■ Work required
Please find the lines in the entries below that contain the word "exhaust", and copy each one.
=== Section Start ===
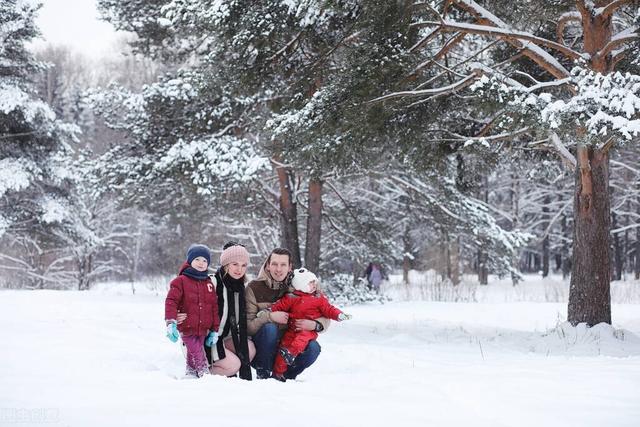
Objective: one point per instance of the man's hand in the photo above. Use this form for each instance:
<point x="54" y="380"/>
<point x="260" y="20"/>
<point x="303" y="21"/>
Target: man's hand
=== Section End ===
=== Section Start ===
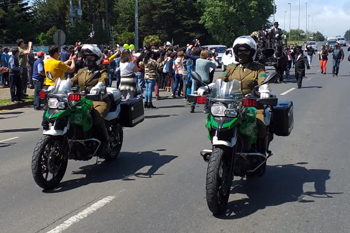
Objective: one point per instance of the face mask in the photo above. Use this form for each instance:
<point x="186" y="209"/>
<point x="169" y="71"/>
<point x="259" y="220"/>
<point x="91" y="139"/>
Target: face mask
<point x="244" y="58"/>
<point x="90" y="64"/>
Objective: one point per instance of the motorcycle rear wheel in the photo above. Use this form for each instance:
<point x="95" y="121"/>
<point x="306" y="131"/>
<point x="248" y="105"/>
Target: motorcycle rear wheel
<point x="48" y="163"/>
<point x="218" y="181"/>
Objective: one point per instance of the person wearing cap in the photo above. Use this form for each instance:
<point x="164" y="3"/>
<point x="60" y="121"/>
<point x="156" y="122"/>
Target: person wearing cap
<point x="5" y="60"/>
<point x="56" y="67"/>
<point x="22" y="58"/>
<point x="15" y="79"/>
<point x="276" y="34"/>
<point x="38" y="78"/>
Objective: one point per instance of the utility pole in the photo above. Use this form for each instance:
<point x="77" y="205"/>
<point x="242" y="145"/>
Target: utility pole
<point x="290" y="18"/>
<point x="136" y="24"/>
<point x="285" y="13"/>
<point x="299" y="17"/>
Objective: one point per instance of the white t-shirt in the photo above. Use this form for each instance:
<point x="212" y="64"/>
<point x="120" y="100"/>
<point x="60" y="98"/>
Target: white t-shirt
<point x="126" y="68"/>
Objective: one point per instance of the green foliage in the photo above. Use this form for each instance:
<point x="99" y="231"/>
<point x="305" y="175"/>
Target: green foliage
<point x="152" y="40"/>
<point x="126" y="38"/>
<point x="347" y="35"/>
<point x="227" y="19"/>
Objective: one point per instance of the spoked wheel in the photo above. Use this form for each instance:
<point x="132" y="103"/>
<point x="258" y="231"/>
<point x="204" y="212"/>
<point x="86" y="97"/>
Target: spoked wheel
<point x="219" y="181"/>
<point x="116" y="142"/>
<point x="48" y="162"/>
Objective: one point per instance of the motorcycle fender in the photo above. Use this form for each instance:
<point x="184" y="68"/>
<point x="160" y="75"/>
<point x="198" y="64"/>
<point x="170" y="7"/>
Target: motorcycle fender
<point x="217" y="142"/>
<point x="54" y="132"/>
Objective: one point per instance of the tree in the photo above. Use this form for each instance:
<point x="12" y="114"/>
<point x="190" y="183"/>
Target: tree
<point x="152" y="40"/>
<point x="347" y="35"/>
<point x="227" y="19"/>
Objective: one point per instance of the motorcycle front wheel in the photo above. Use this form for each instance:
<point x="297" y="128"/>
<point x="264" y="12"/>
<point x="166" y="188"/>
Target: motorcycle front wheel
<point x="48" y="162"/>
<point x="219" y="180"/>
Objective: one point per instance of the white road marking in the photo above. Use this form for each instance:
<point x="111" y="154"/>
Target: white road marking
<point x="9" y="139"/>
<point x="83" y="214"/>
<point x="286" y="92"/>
=== Section End ===
=== Section Start ===
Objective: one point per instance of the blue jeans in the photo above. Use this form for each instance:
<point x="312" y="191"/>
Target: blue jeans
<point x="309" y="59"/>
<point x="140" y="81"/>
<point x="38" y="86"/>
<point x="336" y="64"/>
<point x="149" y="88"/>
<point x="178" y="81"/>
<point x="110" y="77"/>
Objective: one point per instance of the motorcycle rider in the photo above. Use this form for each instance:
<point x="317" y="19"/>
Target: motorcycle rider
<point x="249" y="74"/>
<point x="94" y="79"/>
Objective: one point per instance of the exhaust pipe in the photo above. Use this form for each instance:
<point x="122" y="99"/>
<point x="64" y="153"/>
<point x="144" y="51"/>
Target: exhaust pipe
=== Section End ===
■ Written solution
Objective: one point per instance of the exhaust pipe in the photo above. Use this form for each instance:
Target: exhaust pipe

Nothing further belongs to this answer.